#### What is being asked
Copy the lines verbatim, beginning with the line that contains "Reviewer note: make sure each instance of the light" and continuing through the end of the data, and only those lines.

[[ Data shown open ]]

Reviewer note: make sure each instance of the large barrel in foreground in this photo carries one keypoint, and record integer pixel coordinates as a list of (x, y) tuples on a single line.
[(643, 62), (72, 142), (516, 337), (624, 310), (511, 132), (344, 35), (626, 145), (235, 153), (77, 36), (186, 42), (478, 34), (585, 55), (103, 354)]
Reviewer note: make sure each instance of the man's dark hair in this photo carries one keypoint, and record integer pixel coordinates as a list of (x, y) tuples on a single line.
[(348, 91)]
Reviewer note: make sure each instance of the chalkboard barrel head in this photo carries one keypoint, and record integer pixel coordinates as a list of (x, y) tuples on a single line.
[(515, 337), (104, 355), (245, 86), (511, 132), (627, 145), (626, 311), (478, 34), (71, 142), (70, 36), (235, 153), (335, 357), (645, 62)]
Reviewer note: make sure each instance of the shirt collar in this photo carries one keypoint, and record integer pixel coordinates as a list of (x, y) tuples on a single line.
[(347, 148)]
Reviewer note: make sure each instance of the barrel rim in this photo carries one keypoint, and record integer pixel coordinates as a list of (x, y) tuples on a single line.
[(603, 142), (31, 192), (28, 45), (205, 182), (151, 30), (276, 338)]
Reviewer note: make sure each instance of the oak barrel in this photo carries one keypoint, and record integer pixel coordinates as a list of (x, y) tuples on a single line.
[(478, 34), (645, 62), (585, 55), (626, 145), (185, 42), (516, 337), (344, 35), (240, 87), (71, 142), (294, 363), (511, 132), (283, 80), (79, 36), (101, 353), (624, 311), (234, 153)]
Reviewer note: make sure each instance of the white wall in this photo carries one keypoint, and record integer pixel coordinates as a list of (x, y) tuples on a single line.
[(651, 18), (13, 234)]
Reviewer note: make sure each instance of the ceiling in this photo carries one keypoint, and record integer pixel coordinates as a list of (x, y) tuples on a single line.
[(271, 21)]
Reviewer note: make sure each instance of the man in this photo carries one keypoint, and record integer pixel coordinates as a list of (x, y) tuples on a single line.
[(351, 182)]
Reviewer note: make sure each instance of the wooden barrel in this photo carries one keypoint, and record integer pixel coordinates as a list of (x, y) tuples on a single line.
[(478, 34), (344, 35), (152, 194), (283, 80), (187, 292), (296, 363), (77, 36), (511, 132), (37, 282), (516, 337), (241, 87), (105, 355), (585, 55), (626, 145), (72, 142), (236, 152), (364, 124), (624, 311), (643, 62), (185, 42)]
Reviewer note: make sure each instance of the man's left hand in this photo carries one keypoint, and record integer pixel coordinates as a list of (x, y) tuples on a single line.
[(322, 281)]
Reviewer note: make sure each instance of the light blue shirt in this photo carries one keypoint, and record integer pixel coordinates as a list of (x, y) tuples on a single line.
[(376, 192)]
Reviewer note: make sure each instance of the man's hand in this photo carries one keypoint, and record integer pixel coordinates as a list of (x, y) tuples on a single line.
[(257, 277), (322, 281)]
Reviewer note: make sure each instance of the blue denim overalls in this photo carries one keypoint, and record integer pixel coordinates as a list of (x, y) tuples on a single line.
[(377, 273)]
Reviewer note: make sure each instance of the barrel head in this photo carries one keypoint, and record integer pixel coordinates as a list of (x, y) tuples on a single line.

[[ Data shown closed ]]

#### Written reply
Reviewer note: make sure each instance of the light blue shirt in this photo carries one keypoint, and record integer pixel coordinates as a list of (x, y) tuples on a single line.
[(376, 192)]
Reviewer note: make sure each instance of the man's hand in this photo carries one keypoint, and record integer pixel coordinates as a list of (x, y) tuples on a single line.
[(257, 277), (322, 281)]
Reviewer note: make sure each instance of the blue denim overalls in this photo carries one keypoint, and record integer pixel coordinates as a list of (x, y) tuples on a single line.
[(377, 273)]
Reviewer note: make sure each instance of the barrel head in this photo carries one keypoint, and record integer pixel coordinates as a list of (x, y) tuples on a single line.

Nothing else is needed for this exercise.